** TASK STATEMENT **
Copy out every line in the items below that contains the word "approximate".

** RECORDS PROVIDED **
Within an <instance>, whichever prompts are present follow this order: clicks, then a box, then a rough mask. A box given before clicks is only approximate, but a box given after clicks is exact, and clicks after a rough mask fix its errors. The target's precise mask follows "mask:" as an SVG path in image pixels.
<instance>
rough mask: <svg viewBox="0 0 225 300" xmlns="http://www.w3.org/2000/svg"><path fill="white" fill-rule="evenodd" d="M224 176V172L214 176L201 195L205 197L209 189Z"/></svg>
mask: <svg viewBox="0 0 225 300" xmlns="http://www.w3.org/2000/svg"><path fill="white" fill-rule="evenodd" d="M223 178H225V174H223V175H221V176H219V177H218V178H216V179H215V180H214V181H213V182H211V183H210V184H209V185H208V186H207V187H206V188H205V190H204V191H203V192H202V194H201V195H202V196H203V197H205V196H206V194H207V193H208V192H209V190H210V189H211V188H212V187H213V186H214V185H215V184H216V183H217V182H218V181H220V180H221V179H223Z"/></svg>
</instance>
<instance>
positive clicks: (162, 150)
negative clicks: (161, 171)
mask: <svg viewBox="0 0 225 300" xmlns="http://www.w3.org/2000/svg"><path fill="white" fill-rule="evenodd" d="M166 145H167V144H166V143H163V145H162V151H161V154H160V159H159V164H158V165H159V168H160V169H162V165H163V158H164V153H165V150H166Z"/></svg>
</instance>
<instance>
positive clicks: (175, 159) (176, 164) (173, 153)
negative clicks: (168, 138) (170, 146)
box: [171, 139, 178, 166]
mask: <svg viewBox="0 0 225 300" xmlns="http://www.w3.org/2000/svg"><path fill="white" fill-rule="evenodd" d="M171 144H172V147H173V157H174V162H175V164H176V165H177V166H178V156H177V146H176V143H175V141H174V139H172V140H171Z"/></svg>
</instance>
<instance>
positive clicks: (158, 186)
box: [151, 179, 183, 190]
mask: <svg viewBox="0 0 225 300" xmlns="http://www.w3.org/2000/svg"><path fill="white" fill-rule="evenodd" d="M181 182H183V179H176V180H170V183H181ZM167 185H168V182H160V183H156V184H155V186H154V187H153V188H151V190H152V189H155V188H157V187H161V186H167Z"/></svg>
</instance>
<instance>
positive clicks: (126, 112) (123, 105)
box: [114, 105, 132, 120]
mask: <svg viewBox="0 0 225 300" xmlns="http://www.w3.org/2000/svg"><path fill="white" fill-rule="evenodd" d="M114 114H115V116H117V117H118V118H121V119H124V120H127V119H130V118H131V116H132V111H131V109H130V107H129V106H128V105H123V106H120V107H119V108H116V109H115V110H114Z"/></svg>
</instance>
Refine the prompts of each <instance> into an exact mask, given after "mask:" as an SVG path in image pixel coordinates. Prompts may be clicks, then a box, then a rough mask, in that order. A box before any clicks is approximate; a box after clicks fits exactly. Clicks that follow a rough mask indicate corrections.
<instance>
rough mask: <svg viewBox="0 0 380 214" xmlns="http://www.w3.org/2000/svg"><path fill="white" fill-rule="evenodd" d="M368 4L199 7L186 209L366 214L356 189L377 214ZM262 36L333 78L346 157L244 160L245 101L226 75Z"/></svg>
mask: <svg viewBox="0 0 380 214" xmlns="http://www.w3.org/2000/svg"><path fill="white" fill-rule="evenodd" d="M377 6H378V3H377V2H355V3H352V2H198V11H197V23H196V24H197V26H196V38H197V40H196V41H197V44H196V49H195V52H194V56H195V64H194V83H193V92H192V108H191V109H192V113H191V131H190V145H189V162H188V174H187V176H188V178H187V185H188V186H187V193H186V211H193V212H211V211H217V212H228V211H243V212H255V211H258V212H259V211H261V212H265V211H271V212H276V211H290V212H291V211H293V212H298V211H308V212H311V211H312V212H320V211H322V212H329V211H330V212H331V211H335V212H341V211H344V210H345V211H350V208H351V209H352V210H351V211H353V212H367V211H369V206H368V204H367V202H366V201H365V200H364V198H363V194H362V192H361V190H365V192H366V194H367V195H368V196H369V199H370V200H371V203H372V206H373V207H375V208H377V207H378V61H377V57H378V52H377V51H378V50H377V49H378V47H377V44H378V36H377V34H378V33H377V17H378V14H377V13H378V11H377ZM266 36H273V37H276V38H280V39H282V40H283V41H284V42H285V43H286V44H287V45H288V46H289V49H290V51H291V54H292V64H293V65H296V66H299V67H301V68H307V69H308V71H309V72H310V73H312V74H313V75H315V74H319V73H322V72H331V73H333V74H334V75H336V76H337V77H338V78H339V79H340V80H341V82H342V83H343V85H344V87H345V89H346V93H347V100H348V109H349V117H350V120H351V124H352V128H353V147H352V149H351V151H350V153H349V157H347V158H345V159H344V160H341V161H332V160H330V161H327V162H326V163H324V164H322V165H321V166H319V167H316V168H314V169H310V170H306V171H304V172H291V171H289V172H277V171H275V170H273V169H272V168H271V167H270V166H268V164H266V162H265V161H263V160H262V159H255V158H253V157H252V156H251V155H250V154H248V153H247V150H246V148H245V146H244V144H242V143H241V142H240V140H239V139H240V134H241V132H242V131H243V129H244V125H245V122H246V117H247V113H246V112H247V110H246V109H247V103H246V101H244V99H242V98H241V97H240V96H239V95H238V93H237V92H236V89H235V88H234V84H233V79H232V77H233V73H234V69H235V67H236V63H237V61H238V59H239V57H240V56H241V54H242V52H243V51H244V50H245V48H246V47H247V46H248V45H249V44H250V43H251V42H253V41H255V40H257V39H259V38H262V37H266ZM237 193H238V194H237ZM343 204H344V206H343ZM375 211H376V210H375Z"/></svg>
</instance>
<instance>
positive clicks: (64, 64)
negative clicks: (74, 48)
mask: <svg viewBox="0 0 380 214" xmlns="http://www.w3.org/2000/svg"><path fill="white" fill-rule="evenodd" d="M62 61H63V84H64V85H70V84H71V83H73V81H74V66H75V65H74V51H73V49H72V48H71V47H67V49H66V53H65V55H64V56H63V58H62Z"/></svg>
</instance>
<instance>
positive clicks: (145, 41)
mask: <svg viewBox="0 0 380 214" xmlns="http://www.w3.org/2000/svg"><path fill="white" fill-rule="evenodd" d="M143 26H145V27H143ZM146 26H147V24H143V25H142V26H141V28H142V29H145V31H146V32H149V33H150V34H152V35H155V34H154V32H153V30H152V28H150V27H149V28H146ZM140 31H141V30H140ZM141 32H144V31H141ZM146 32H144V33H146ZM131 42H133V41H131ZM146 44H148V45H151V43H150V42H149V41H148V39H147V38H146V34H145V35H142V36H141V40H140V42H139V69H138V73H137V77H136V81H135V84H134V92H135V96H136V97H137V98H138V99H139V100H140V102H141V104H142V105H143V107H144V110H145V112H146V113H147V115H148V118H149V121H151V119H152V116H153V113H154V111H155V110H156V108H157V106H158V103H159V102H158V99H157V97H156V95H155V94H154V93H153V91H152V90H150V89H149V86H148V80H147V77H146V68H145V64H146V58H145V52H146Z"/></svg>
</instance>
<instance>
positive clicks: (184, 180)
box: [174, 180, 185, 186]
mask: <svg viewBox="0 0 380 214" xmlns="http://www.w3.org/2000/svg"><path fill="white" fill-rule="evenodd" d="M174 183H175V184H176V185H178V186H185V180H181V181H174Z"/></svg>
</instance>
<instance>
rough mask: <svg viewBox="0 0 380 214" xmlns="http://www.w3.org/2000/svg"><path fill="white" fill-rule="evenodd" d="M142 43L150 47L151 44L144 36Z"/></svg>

** EXERCISE RESULT **
Within an <instance>, whichever prompts are present follow this order: clicks, then a box, then a rough mask. A box given before clicks is only approximate, but a box given after clicks is exact, and clicks after a rough mask fix its errors. The target's precise mask follows "mask:" as an SVG path in image pixels.
Refine the prompts of each <instance> into an exact mask, given after "mask:" as an SVG path in image pixel coordinates. Prompts may be clicks, then a box, then a rough mask, in that order. A box before any clicks is approximate; a box after clicks fits exactly. Clicks that follow a rough mask indicate corrections.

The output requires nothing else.